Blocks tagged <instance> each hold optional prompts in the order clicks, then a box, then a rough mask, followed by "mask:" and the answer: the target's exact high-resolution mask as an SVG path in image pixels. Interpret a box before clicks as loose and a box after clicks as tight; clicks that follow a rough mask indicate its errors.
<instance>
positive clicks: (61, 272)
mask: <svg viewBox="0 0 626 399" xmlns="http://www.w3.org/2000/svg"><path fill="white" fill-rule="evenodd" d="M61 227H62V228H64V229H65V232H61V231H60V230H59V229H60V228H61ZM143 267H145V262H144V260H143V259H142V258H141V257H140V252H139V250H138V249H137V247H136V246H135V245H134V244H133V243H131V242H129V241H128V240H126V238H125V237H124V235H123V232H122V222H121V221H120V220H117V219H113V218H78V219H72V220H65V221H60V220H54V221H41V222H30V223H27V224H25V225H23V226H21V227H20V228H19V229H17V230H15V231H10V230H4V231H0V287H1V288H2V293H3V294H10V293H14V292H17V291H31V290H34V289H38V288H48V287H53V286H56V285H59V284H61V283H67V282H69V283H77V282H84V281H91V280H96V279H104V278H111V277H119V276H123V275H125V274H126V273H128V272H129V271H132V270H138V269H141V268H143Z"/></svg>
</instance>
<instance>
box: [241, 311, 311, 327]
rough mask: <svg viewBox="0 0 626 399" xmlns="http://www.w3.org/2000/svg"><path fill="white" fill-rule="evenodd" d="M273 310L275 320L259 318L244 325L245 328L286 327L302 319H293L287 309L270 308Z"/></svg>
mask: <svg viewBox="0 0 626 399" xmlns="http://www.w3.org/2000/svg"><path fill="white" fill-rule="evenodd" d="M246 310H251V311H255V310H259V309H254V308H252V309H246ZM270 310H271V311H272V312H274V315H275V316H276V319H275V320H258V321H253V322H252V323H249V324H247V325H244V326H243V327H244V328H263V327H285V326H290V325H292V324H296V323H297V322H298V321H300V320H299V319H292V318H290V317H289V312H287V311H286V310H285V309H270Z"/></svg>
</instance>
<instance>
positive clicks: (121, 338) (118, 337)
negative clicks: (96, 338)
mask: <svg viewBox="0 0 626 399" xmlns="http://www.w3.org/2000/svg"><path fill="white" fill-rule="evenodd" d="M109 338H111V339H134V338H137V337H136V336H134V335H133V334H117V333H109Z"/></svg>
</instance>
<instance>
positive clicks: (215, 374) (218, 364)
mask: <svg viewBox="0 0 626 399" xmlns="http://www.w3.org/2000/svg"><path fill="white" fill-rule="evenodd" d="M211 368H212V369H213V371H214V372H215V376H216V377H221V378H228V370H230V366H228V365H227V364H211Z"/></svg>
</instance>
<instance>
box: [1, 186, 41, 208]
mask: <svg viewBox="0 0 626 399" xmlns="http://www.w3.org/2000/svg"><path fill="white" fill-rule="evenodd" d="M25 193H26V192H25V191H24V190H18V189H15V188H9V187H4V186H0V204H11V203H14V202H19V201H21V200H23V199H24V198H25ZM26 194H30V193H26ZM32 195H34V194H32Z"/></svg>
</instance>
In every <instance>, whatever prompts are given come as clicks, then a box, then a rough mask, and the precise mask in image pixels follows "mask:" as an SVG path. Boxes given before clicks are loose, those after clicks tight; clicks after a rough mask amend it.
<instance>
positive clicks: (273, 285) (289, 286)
* * *
[Work instruction] Copy down the entries exactly, leaving out no line.

[Task result]
Blocks tagged <instance> each hold optional prompts in the order clicks, then a box, then a rough mask, followed by "mask:" and the answer: the target's exact high-resolution mask as an SVG path in image pixels. Interpret a box before clicks as loose and a box after clicks as tight; clicks that follow a rough mask indicate its errors.
<instance>
positive clicks: (61, 272)
mask: <svg viewBox="0 0 626 399" xmlns="http://www.w3.org/2000/svg"><path fill="white" fill-rule="evenodd" d="M61 227H62V228H64V229H65V232H61V231H60V230H59V229H60V228H61ZM143 267H145V262H144V260H143V259H142V258H141V257H140V252H139V250H138V249H137V247H136V246H135V245H134V244H133V243H131V242H129V241H128V240H126V238H125V237H124V235H123V232H122V222H121V221H120V220H117V219H113V218H78V219H72V220H65V221H60V220H54V221H41V222H30V223H27V224H25V225H23V226H21V227H20V228H19V229H17V230H15V231H10V230H4V231H0V287H1V288H2V293H3V294H10V293H14V292H17V291H31V290H34V289H38V288H48V287H53V286H56V285H59V284H61V283H67V282H69V283H77V282H84V281H91V280H96V279H104V278H111V277H119V276H123V275H125V274H126V273H128V272H129V271H132V270H138V269H141V268H143Z"/></svg>
</instance>
<instance>
box: [241, 311, 311, 327]
rough mask: <svg viewBox="0 0 626 399" xmlns="http://www.w3.org/2000/svg"><path fill="white" fill-rule="evenodd" d="M273 310L275 320L259 318L244 325L245 328L286 327L302 319H293L287 309L270 308Z"/></svg>
mask: <svg viewBox="0 0 626 399" xmlns="http://www.w3.org/2000/svg"><path fill="white" fill-rule="evenodd" d="M246 310H251V311H255V310H259V309H254V308H252V309H246ZM270 310H271V311H272V312H274V315H275V316H276V319H275V320H258V321H253V322H252V323H249V324H247V325H244V326H243V327H244V328H263V327H285V326H290V325H292V324H296V323H297V322H298V321H300V320H299V319H292V318H290V317H289V312H287V311H286V310H285V309H270Z"/></svg>
</instance>
<instance>
positive clicks: (121, 338) (118, 337)
negative clicks: (96, 338)
mask: <svg viewBox="0 0 626 399" xmlns="http://www.w3.org/2000/svg"><path fill="white" fill-rule="evenodd" d="M109 338H111V339H134V338H137V337H136V336H134V335H133V334H117V333H109Z"/></svg>
</instance>
<instance>
positive clicks: (215, 374) (218, 364)
mask: <svg viewBox="0 0 626 399" xmlns="http://www.w3.org/2000/svg"><path fill="white" fill-rule="evenodd" d="M211 368H212V369H213V371H214V372H215V376H216V377H221V378H228V370H230V366H228V365H227V364H211Z"/></svg>
</instance>
<instance>
box: [1, 186, 41, 208]
mask: <svg viewBox="0 0 626 399" xmlns="http://www.w3.org/2000/svg"><path fill="white" fill-rule="evenodd" d="M25 193H26V192H25V191H24V190H18V189H15V188H9V187H4V186H0V204H11V203H14V202H19V201H21V200H23V199H24V198H25ZM26 194H30V193H26ZM32 195H34V194H32Z"/></svg>
</instance>
In every <instance>, whatever prompts are given come as clicks, then a box, then a rough mask, and the precise mask in image pixels follows "mask:" as an SVG path. Boxes given before clicks are loose, those after clicks tight; clicks after a rough mask amend it.
<instance>
positive clicks: (273, 285) (289, 286)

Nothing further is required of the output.